***** MATERIAL TO PROCESS
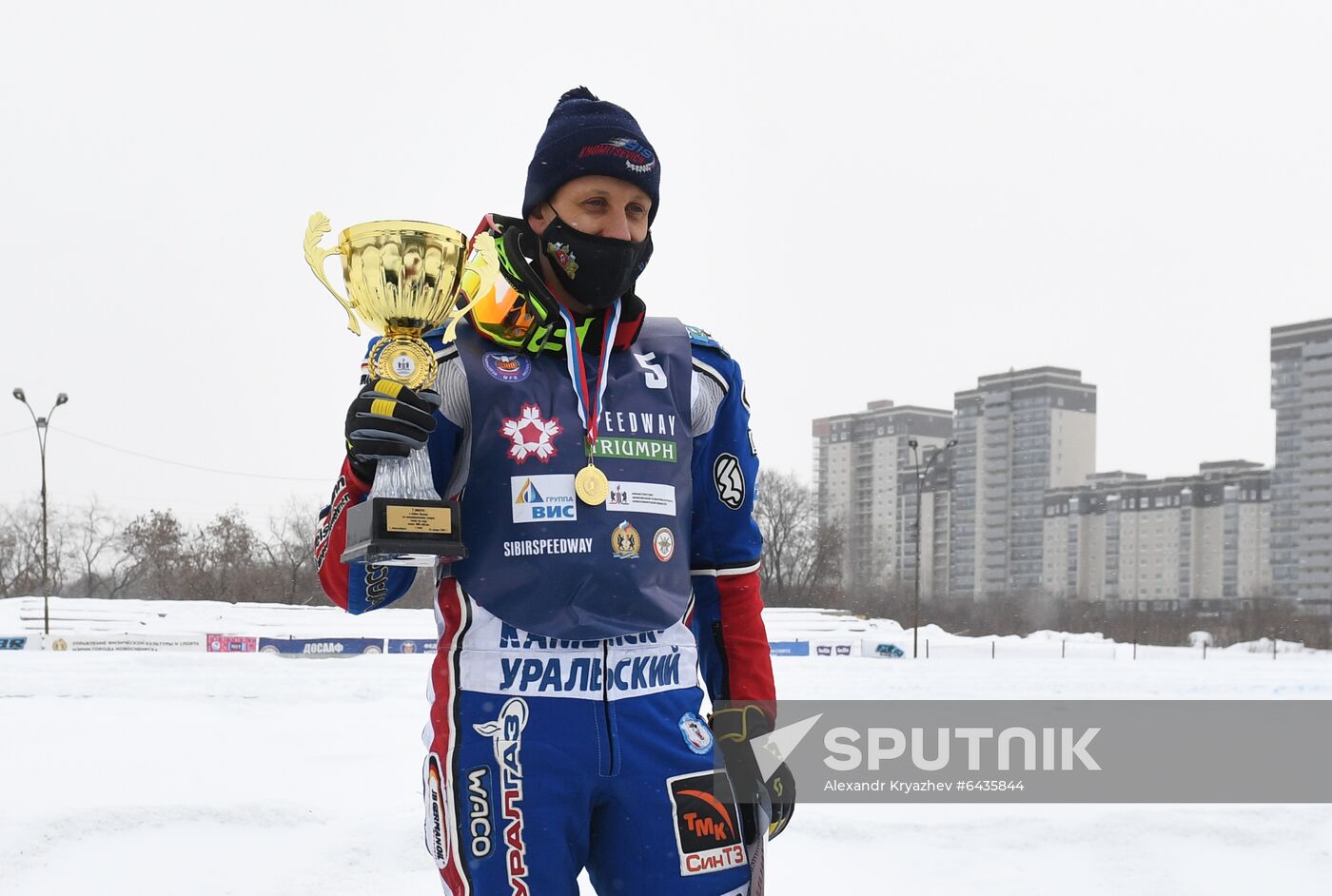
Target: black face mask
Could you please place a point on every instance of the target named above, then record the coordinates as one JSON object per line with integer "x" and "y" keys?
{"x": 596, "y": 270}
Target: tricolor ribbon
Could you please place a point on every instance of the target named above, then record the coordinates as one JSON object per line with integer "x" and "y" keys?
{"x": 589, "y": 412}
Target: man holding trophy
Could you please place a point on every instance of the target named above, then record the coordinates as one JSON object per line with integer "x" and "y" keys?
{"x": 581, "y": 478}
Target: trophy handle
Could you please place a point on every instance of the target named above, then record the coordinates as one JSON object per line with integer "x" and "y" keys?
{"x": 477, "y": 279}
{"x": 315, "y": 257}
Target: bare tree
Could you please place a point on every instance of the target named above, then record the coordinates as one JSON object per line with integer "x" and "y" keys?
{"x": 289, "y": 558}
{"x": 156, "y": 546}
{"x": 801, "y": 558}
{"x": 224, "y": 558}
{"x": 96, "y": 553}
{"x": 20, "y": 552}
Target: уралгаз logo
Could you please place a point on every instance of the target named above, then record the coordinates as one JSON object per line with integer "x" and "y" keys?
{"x": 638, "y": 157}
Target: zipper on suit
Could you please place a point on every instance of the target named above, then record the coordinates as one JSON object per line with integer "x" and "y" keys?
{"x": 605, "y": 709}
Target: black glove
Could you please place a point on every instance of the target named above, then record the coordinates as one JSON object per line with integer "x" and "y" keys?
{"x": 386, "y": 419}
{"x": 735, "y": 729}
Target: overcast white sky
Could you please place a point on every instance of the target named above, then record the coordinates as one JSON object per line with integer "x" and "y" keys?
{"x": 878, "y": 200}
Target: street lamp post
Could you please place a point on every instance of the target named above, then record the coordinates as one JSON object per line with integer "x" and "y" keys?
{"x": 921, "y": 476}
{"x": 42, "y": 423}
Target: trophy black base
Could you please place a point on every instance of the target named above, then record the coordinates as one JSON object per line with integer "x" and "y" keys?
{"x": 402, "y": 532}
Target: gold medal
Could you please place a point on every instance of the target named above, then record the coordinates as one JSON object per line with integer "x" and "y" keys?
{"x": 592, "y": 485}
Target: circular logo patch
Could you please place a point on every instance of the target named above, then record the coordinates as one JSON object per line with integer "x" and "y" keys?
{"x": 663, "y": 543}
{"x": 696, "y": 735}
{"x": 506, "y": 368}
{"x": 625, "y": 540}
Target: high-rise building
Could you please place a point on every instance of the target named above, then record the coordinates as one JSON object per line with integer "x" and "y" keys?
{"x": 1302, "y": 479}
{"x": 1019, "y": 433}
{"x": 1125, "y": 536}
{"x": 856, "y": 465}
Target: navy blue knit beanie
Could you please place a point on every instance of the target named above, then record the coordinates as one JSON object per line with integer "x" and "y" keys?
{"x": 590, "y": 136}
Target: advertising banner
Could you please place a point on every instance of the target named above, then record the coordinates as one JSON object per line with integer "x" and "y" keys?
{"x": 413, "y": 645}
{"x": 1051, "y": 751}
{"x": 232, "y": 645}
{"x": 836, "y": 647}
{"x": 322, "y": 646}
{"x": 124, "y": 643}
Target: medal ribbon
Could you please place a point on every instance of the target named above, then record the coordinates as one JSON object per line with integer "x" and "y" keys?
{"x": 588, "y": 409}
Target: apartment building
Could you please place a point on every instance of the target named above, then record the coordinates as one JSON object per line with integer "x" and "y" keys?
{"x": 1125, "y": 536}
{"x": 858, "y": 460}
{"x": 1302, "y": 479}
{"x": 1019, "y": 433}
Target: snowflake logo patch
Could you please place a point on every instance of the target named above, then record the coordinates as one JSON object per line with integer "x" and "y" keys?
{"x": 532, "y": 436}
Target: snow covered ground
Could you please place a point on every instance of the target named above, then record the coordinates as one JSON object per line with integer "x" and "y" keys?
{"x": 250, "y": 773}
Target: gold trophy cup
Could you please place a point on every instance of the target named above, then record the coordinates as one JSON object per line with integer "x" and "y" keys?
{"x": 403, "y": 279}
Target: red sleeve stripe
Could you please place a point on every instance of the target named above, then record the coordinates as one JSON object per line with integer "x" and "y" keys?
{"x": 735, "y": 570}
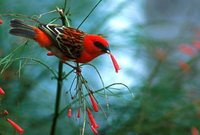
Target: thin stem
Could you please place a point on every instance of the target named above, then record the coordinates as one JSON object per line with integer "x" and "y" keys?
{"x": 58, "y": 96}
{"x": 59, "y": 81}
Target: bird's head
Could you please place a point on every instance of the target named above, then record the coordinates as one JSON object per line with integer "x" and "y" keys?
{"x": 96, "y": 45}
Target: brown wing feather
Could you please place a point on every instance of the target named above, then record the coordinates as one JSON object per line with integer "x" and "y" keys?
{"x": 68, "y": 40}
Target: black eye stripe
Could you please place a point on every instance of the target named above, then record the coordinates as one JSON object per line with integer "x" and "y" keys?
{"x": 99, "y": 45}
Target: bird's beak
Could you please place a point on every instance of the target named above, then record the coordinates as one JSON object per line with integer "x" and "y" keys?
{"x": 107, "y": 50}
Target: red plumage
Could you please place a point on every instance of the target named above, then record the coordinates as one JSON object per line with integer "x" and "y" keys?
{"x": 66, "y": 43}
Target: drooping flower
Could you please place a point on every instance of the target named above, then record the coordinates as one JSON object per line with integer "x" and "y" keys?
{"x": 91, "y": 118}
{"x": 78, "y": 113}
{"x": 69, "y": 114}
{"x": 94, "y": 130}
{"x": 195, "y": 131}
{"x": 2, "y": 92}
{"x": 16, "y": 126}
{"x": 5, "y": 112}
{"x": 94, "y": 104}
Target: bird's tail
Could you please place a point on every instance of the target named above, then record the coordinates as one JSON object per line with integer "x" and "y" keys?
{"x": 21, "y": 29}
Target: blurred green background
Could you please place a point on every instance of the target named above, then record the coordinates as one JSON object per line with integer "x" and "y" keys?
{"x": 157, "y": 46}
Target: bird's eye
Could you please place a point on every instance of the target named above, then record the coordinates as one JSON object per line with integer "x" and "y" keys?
{"x": 99, "y": 45}
{"x": 103, "y": 48}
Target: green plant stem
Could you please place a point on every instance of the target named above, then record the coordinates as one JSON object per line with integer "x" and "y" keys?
{"x": 58, "y": 96}
{"x": 59, "y": 83}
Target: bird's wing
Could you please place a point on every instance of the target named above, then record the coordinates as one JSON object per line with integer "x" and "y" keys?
{"x": 68, "y": 40}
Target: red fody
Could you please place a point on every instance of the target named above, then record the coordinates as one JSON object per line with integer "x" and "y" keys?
{"x": 114, "y": 61}
{"x": 16, "y": 126}
{"x": 2, "y": 92}
{"x": 69, "y": 114}
{"x": 94, "y": 130}
{"x": 94, "y": 104}
{"x": 195, "y": 131}
{"x": 92, "y": 120}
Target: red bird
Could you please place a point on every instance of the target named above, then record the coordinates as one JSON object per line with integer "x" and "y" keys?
{"x": 66, "y": 43}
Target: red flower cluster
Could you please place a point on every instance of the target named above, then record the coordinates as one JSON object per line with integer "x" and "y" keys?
{"x": 195, "y": 131}
{"x": 93, "y": 124}
{"x": 2, "y": 92}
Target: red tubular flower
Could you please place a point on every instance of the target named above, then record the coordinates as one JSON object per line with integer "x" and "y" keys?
{"x": 2, "y": 91}
{"x": 1, "y": 21}
{"x": 94, "y": 130}
{"x": 194, "y": 131}
{"x": 79, "y": 112}
{"x": 50, "y": 54}
{"x": 114, "y": 61}
{"x": 92, "y": 120}
{"x": 69, "y": 114}
{"x": 94, "y": 104}
{"x": 5, "y": 112}
{"x": 16, "y": 126}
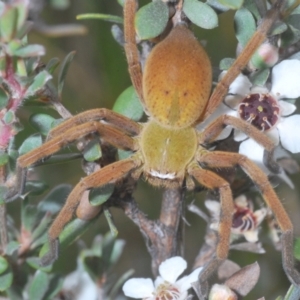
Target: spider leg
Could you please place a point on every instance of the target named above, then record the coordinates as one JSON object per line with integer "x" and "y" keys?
{"x": 111, "y": 117}
{"x": 108, "y": 174}
{"x": 212, "y": 181}
{"x": 260, "y": 35}
{"x": 220, "y": 159}
{"x": 131, "y": 50}
{"x": 112, "y": 135}
{"x": 215, "y": 128}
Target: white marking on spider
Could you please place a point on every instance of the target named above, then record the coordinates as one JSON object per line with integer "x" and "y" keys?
{"x": 161, "y": 175}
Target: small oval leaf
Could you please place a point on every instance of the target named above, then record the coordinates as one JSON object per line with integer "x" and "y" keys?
{"x": 42, "y": 123}
{"x": 245, "y": 25}
{"x": 38, "y": 83}
{"x": 3, "y": 264}
{"x": 200, "y": 14}
{"x": 30, "y": 143}
{"x": 38, "y": 286}
{"x": 6, "y": 280}
{"x": 151, "y": 20}
{"x": 232, "y": 4}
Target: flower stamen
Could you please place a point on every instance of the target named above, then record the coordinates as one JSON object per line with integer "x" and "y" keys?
{"x": 261, "y": 110}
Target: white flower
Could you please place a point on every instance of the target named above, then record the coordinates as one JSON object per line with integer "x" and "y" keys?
{"x": 264, "y": 109}
{"x": 165, "y": 285}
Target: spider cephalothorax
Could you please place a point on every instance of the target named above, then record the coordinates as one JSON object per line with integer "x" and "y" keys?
{"x": 174, "y": 89}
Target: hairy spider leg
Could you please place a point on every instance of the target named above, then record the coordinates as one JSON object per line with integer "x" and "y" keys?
{"x": 98, "y": 114}
{"x": 109, "y": 174}
{"x": 242, "y": 60}
{"x": 213, "y": 181}
{"x": 111, "y": 134}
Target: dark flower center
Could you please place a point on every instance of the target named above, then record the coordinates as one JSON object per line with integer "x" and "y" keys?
{"x": 261, "y": 110}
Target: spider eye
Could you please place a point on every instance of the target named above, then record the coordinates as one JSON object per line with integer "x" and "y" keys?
{"x": 261, "y": 110}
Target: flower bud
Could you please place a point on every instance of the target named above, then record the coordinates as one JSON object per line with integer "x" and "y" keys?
{"x": 266, "y": 56}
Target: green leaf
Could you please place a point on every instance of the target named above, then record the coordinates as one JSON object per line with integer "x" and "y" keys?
{"x": 42, "y": 123}
{"x": 30, "y": 143}
{"x": 245, "y": 25}
{"x": 55, "y": 199}
{"x": 38, "y": 83}
{"x": 55, "y": 286}
{"x": 63, "y": 71}
{"x": 38, "y": 286}
{"x": 112, "y": 226}
{"x": 3, "y": 98}
{"x": 232, "y": 4}
{"x": 92, "y": 151}
{"x": 116, "y": 251}
{"x": 293, "y": 293}
{"x": 60, "y": 4}
{"x": 217, "y": 5}
{"x": 252, "y": 7}
{"x": 22, "y": 9}
{"x": 260, "y": 78}
{"x": 226, "y": 63}
{"x": 3, "y": 158}
{"x": 8, "y": 23}
{"x": 11, "y": 247}
{"x": 71, "y": 232}
{"x": 14, "y": 293}
{"x": 34, "y": 262}
{"x": 129, "y": 105}
{"x": 29, "y": 214}
{"x": 30, "y": 51}
{"x": 151, "y": 20}
{"x": 3, "y": 265}
{"x": 104, "y": 17}
{"x": 9, "y": 117}
{"x": 6, "y": 279}
{"x": 278, "y": 28}
{"x": 99, "y": 195}
{"x": 200, "y": 14}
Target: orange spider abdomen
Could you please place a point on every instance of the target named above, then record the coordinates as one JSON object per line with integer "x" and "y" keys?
{"x": 177, "y": 79}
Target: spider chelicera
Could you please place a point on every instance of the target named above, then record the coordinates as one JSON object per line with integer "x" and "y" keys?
{"x": 174, "y": 89}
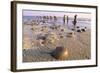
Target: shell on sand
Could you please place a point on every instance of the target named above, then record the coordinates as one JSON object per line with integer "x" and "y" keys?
{"x": 52, "y": 38}
{"x": 27, "y": 43}
{"x": 70, "y": 34}
{"x": 60, "y": 53}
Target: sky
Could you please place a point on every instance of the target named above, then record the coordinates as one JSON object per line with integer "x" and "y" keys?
{"x": 52, "y": 13}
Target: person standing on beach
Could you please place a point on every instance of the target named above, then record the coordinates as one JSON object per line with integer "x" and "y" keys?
{"x": 75, "y": 21}
{"x": 64, "y": 19}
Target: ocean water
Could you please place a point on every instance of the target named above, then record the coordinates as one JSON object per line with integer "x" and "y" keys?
{"x": 81, "y": 22}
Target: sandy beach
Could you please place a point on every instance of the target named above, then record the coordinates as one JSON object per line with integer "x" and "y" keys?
{"x": 78, "y": 46}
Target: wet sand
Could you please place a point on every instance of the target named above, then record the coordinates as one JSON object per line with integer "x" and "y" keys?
{"x": 78, "y": 46}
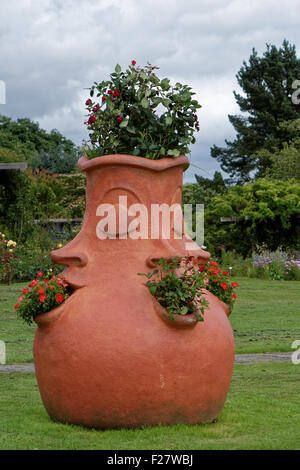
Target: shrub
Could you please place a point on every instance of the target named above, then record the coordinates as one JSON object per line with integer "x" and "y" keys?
{"x": 127, "y": 118}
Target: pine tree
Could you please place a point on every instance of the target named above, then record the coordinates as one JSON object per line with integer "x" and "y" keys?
{"x": 267, "y": 85}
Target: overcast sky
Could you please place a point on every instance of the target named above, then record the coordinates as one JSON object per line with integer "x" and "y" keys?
{"x": 52, "y": 50}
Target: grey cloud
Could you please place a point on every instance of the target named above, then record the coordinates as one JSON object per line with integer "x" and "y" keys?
{"x": 52, "y": 50}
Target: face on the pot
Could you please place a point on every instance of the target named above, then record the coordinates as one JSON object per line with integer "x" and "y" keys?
{"x": 133, "y": 218}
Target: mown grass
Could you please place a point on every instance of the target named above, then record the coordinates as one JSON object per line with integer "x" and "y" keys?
{"x": 262, "y": 411}
{"x": 266, "y": 318}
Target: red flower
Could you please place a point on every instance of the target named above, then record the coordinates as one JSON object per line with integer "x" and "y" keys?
{"x": 91, "y": 120}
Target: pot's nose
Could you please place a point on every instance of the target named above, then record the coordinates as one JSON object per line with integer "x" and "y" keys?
{"x": 69, "y": 257}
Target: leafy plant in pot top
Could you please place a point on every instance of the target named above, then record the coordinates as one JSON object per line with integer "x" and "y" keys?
{"x": 178, "y": 285}
{"x": 137, "y": 113}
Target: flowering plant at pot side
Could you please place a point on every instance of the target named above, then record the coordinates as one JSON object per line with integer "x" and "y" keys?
{"x": 42, "y": 295}
{"x": 137, "y": 113}
{"x": 179, "y": 284}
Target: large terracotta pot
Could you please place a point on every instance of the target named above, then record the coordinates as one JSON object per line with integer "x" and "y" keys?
{"x": 107, "y": 357}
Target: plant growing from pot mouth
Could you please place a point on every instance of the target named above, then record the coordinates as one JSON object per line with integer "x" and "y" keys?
{"x": 42, "y": 295}
{"x": 179, "y": 284}
{"x": 123, "y": 115}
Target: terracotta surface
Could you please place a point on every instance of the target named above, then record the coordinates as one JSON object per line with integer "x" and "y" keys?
{"x": 106, "y": 358}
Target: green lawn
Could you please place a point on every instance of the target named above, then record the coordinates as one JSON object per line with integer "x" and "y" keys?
{"x": 266, "y": 317}
{"x": 262, "y": 412}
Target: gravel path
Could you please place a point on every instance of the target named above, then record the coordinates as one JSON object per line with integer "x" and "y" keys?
{"x": 239, "y": 359}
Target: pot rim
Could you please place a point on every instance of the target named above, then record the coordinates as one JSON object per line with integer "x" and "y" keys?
{"x": 132, "y": 160}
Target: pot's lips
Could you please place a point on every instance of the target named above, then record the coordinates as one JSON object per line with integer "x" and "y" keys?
{"x": 131, "y": 160}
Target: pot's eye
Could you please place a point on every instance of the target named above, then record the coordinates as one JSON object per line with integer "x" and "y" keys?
{"x": 116, "y": 219}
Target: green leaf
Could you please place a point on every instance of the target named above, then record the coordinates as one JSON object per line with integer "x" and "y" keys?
{"x": 145, "y": 103}
{"x": 109, "y": 105}
{"x": 143, "y": 75}
{"x": 153, "y": 289}
{"x": 173, "y": 153}
{"x": 124, "y": 123}
{"x": 131, "y": 130}
{"x": 165, "y": 84}
{"x": 130, "y": 77}
{"x": 166, "y": 102}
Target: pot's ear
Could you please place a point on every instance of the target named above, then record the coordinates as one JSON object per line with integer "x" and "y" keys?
{"x": 201, "y": 256}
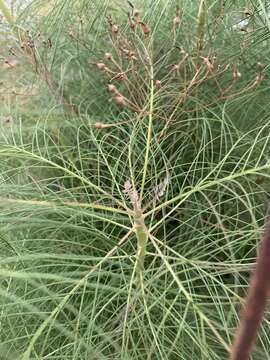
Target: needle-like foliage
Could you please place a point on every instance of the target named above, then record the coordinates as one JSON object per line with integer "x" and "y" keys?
{"x": 134, "y": 186}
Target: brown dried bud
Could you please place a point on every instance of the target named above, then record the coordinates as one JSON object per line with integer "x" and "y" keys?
{"x": 115, "y": 29}
{"x": 120, "y": 100}
{"x": 259, "y": 79}
{"x": 101, "y": 66}
{"x": 236, "y": 74}
{"x": 145, "y": 28}
{"x": 260, "y": 66}
{"x": 209, "y": 65}
{"x": 136, "y": 12}
{"x": 99, "y": 125}
{"x": 112, "y": 88}
{"x": 158, "y": 84}
{"x": 176, "y": 21}
{"x": 108, "y": 56}
{"x": 71, "y": 34}
{"x": 120, "y": 76}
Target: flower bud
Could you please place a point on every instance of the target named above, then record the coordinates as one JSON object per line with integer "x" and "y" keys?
{"x": 101, "y": 66}
{"x": 108, "y": 56}
{"x": 112, "y": 88}
{"x": 120, "y": 100}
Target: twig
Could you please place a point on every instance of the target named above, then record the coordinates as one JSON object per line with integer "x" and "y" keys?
{"x": 256, "y": 301}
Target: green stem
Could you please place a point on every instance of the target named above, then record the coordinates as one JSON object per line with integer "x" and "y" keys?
{"x": 149, "y": 133}
{"x": 142, "y": 238}
{"x": 202, "y": 20}
{"x": 7, "y": 13}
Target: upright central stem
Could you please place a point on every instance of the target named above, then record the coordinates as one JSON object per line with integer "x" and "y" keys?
{"x": 142, "y": 238}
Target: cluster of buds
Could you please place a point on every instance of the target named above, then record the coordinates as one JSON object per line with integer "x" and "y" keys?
{"x": 177, "y": 20}
{"x": 113, "y": 27}
{"x": 134, "y": 20}
{"x": 260, "y": 76}
{"x": 207, "y": 62}
{"x": 119, "y": 99}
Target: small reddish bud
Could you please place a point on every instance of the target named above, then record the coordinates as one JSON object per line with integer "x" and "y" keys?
{"x": 108, "y": 56}
{"x": 145, "y": 28}
{"x": 209, "y": 65}
{"x": 136, "y": 12}
{"x": 176, "y": 21}
{"x": 260, "y": 66}
{"x": 236, "y": 74}
{"x": 99, "y": 125}
{"x": 101, "y": 66}
{"x": 115, "y": 29}
{"x": 259, "y": 78}
{"x": 112, "y": 88}
{"x": 120, "y": 100}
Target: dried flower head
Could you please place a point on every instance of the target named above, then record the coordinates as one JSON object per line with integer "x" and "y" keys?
{"x": 115, "y": 29}
{"x": 236, "y": 74}
{"x": 108, "y": 56}
{"x": 120, "y": 100}
{"x": 136, "y": 12}
{"x": 176, "y": 21}
{"x": 259, "y": 79}
{"x": 207, "y": 62}
{"x": 260, "y": 66}
{"x": 101, "y": 66}
{"x": 99, "y": 125}
{"x": 112, "y": 88}
{"x": 145, "y": 28}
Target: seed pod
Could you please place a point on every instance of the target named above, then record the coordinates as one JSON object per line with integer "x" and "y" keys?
{"x": 108, "y": 56}
{"x": 236, "y": 74}
{"x": 260, "y": 66}
{"x": 176, "y": 21}
{"x": 209, "y": 65}
{"x": 99, "y": 125}
{"x": 259, "y": 79}
{"x": 115, "y": 29}
{"x": 120, "y": 100}
{"x": 112, "y": 88}
{"x": 145, "y": 28}
{"x": 136, "y": 12}
{"x": 158, "y": 84}
{"x": 101, "y": 66}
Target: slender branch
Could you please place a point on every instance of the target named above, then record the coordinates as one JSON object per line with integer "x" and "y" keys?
{"x": 7, "y": 13}
{"x": 256, "y": 301}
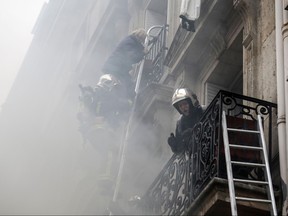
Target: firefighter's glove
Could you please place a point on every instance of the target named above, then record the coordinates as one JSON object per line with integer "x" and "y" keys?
{"x": 187, "y": 133}
{"x": 172, "y": 141}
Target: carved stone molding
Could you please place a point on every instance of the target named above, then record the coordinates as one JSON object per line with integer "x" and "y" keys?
{"x": 247, "y": 12}
{"x": 218, "y": 43}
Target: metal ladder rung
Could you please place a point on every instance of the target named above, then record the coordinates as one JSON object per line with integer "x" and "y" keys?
{"x": 242, "y": 130}
{"x": 248, "y": 164}
{"x": 231, "y": 181}
{"x": 245, "y": 147}
{"x": 251, "y": 181}
{"x": 252, "y": 199}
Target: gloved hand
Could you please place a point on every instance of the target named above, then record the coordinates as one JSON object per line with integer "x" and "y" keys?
{"x": 187, "y": 132}
{"x": 172, "y": 141}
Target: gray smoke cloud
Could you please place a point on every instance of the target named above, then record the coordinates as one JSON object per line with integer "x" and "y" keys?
{"x": 46, "y": 168}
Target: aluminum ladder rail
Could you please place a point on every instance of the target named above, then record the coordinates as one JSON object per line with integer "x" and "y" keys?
{"x": 264, "y": 164}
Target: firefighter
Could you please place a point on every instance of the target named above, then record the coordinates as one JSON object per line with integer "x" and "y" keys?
{"x": 103, "y": 113}
{"x": 187, "y": 104}
{"x": 128, "y": 52}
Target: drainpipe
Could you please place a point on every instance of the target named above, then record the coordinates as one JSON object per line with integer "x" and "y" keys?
{"x": 285, "y": 47}
{"x": 281, "y": 120}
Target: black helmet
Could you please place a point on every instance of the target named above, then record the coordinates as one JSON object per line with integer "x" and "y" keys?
{"x": 184, "y": 94}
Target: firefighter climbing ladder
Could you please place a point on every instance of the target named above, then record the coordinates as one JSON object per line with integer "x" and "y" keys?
{"x": 264, "y": 165}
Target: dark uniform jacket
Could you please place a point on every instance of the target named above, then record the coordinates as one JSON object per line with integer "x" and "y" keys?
{"x": 184, "y": 129}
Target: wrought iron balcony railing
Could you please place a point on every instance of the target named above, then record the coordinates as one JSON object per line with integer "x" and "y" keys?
{"x": 187, "y": 174}
{"x": 154, "y": 60}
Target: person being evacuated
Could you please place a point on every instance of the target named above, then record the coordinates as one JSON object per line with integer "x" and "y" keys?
{"x": 187, "y": 104}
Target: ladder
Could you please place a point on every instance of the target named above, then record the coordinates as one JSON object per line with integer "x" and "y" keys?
{"x": 265, "y": 165}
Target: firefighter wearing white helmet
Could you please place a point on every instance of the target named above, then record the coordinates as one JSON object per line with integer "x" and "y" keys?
{"x": 188, "y": 106}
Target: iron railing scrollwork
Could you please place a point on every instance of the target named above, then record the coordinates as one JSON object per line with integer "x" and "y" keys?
{"x": 185, "y": 175}
{"x": 155, "y": 57}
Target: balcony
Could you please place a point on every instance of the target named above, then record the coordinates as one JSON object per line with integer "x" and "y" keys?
{"x": 195, "y": 180}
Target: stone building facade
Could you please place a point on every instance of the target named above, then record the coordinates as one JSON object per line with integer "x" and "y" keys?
{"x": 233, "y": 48}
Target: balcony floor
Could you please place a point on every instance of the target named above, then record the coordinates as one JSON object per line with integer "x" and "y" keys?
{"x": 214, "y": 200}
**********
■ **STATED EXERCISE**
Rewrite the stretch from the line containing "Target: ladder" through the end of the rows, changing "balcony" to "terrace" wherever it appears and keeping everything else the same.

■ **EXERCISE ANSWER**
Target: ladder
Could you please place a point on every instance of the target named above, then record the coordinates as one JSON object per line with integer "x" and "y" keys?
{"x": 265, "y": 165}
Target: firefighter wearing white helmet
Could you please place a point on every instance of the target named above, then record the coordinates as one JSON object per line with integer "x" and "y" keys?
{"x": 188, "y": 106}
Target: iron railing scrollwork
Could you please place a point on every instance of the target named above, then record the coordinates as one JSON object per line with integer "x" and "y" keys?
{"x": 185, "y": 175}
{"x": 155, "y": 57}
Target: terrace
Could you please place a point on every instance of the target named above, then record the coordinates as one JSON object per line with integer "x" and "y" keys?
{"x": 195, "y": 180}
Target: stone building facade
Could you please place a point on every instance of the target named above, then record the coordinates as one JSON object per line with integer "x" and "y" keys?
{"x": 233, "y": 48}
Target: terrace floor
Could you please place a point on every instance of the target named above, then record the coordinates as one JSON object per line with integer "x" and "y" keys?
{"x": 214, "y": 200}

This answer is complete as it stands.